■ **The exercise**: Rescale the entries from the line containing "Detect green tree" through the line containing "left=27, top=89, right=66, bottom=144": write those lines out again with the requests unchanged, multiplying every pixel coordinate in the answers by 1.5 and rounding it to a whole number, with halves rounded up. Give only those lines.

■ **Data shown**:

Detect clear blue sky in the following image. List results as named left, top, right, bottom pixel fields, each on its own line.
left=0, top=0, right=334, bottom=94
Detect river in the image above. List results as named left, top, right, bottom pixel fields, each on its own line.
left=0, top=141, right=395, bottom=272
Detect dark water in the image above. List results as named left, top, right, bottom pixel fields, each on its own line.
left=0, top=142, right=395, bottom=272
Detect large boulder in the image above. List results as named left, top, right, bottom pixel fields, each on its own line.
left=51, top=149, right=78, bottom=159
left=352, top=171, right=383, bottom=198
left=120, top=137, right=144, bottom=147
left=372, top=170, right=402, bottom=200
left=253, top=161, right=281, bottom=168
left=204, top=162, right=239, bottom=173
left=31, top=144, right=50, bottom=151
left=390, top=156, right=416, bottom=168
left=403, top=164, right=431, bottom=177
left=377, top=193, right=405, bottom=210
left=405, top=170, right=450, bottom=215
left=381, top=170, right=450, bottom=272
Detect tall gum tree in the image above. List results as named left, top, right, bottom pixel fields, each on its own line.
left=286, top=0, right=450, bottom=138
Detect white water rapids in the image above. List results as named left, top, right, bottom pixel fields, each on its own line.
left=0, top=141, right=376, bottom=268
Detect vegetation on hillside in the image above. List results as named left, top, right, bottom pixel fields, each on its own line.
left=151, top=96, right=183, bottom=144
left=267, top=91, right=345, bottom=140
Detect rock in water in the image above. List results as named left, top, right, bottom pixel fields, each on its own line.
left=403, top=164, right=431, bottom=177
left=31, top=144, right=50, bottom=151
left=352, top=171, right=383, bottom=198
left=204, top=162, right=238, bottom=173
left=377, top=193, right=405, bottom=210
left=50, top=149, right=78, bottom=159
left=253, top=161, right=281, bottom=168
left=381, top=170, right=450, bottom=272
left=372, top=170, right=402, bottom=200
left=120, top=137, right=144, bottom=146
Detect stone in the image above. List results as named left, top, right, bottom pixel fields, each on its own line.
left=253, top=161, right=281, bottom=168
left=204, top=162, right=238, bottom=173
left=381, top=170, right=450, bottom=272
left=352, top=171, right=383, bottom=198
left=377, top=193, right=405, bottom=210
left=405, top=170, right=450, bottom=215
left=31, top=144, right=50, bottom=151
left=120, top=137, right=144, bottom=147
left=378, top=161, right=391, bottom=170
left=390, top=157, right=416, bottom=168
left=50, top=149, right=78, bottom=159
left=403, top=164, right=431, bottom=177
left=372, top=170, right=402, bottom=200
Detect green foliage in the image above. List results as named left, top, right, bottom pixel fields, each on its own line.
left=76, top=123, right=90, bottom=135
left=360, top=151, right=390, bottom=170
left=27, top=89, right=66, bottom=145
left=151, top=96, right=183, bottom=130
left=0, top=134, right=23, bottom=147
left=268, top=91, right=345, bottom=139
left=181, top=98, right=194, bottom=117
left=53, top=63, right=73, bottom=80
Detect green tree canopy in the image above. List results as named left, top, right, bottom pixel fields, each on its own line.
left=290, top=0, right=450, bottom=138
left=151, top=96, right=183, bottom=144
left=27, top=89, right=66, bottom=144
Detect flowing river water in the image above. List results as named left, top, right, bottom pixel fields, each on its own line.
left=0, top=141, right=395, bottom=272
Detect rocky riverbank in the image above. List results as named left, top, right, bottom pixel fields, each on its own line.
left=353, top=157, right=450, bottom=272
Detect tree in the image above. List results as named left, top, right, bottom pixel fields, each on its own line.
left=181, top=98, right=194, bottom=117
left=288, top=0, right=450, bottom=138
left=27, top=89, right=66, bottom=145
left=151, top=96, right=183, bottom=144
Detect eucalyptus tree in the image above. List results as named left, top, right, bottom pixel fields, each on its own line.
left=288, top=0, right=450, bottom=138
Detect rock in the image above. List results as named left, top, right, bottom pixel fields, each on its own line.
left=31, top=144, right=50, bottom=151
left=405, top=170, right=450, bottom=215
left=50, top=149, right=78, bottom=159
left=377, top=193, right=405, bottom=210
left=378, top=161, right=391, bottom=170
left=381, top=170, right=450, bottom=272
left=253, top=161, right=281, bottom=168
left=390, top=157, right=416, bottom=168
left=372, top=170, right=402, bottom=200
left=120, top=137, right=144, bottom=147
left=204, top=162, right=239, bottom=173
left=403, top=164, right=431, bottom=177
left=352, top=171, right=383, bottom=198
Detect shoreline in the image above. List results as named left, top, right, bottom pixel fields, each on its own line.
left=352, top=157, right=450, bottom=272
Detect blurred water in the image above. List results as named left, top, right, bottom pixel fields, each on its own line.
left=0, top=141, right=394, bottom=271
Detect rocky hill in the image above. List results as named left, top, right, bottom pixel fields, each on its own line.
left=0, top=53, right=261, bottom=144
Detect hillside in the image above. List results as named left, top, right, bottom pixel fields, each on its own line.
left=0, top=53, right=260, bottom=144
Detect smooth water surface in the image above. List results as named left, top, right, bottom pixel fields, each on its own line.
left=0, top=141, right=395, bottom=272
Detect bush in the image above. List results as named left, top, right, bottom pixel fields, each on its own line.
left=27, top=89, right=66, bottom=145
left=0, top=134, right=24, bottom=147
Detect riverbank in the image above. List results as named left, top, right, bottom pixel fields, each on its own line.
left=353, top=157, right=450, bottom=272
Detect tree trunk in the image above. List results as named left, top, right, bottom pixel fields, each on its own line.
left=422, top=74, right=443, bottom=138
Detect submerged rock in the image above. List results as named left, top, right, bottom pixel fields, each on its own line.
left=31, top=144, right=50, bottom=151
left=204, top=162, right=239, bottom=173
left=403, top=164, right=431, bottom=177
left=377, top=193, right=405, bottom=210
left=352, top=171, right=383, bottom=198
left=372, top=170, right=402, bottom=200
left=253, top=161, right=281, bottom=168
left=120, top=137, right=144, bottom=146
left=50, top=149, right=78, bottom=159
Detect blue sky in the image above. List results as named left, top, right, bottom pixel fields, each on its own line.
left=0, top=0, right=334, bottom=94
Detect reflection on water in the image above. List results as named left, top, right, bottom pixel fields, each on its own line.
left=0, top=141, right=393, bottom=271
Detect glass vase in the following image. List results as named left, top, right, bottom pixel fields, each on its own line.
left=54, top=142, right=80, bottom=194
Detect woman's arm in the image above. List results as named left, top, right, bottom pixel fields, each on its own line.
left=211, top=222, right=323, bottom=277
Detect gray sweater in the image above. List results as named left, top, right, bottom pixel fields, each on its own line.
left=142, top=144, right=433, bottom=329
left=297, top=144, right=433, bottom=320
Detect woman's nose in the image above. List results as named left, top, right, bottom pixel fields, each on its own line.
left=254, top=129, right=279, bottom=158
==
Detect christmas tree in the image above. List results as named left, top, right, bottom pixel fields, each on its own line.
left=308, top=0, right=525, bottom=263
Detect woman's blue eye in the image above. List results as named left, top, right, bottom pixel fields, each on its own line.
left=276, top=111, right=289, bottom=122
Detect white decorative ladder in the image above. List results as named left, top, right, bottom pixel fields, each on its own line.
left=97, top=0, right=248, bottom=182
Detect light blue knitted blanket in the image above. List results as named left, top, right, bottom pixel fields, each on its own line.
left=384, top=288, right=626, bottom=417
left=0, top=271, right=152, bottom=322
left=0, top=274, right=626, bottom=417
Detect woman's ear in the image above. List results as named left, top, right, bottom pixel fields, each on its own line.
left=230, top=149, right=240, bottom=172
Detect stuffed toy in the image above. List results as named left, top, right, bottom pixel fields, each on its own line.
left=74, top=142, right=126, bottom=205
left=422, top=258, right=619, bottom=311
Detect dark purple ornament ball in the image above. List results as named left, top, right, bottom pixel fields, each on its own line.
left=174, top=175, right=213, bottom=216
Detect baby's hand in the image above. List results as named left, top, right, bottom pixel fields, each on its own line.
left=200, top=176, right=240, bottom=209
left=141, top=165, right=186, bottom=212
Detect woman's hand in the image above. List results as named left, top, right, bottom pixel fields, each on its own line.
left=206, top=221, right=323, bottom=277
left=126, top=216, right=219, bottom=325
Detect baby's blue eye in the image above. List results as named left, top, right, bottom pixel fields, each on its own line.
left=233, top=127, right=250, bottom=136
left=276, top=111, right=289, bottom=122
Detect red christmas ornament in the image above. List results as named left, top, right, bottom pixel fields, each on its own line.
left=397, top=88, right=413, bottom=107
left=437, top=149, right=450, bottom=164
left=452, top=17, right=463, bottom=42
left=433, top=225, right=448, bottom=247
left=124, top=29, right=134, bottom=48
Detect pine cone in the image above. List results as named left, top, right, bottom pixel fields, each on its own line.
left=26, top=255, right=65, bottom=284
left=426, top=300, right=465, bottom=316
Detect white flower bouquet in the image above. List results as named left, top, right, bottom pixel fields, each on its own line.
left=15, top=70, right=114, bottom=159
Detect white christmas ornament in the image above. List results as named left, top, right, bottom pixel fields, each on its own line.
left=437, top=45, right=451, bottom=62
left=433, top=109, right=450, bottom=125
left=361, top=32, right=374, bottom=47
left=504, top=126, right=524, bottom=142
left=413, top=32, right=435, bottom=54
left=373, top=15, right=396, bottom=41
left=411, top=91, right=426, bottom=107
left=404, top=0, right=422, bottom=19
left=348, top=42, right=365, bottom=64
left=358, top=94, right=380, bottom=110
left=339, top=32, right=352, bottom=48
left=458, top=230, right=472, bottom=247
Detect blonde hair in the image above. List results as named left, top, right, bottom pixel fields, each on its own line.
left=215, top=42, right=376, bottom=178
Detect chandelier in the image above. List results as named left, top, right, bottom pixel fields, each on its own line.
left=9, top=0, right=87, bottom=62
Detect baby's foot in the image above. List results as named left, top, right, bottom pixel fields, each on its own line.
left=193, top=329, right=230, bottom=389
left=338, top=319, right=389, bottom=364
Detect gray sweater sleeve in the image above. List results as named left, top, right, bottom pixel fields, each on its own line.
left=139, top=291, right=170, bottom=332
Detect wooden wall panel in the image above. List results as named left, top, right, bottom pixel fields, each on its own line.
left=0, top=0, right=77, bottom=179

■ **Task solution**:
Detect green tree canopy in the image above. List results as named left, top, right, bottom pixel fields, each on its own line.
left=435, top=0, right=675, bottom=207
left=227, top=144, right=275, bottom=216
left=41, top=134, right=99, bottom=216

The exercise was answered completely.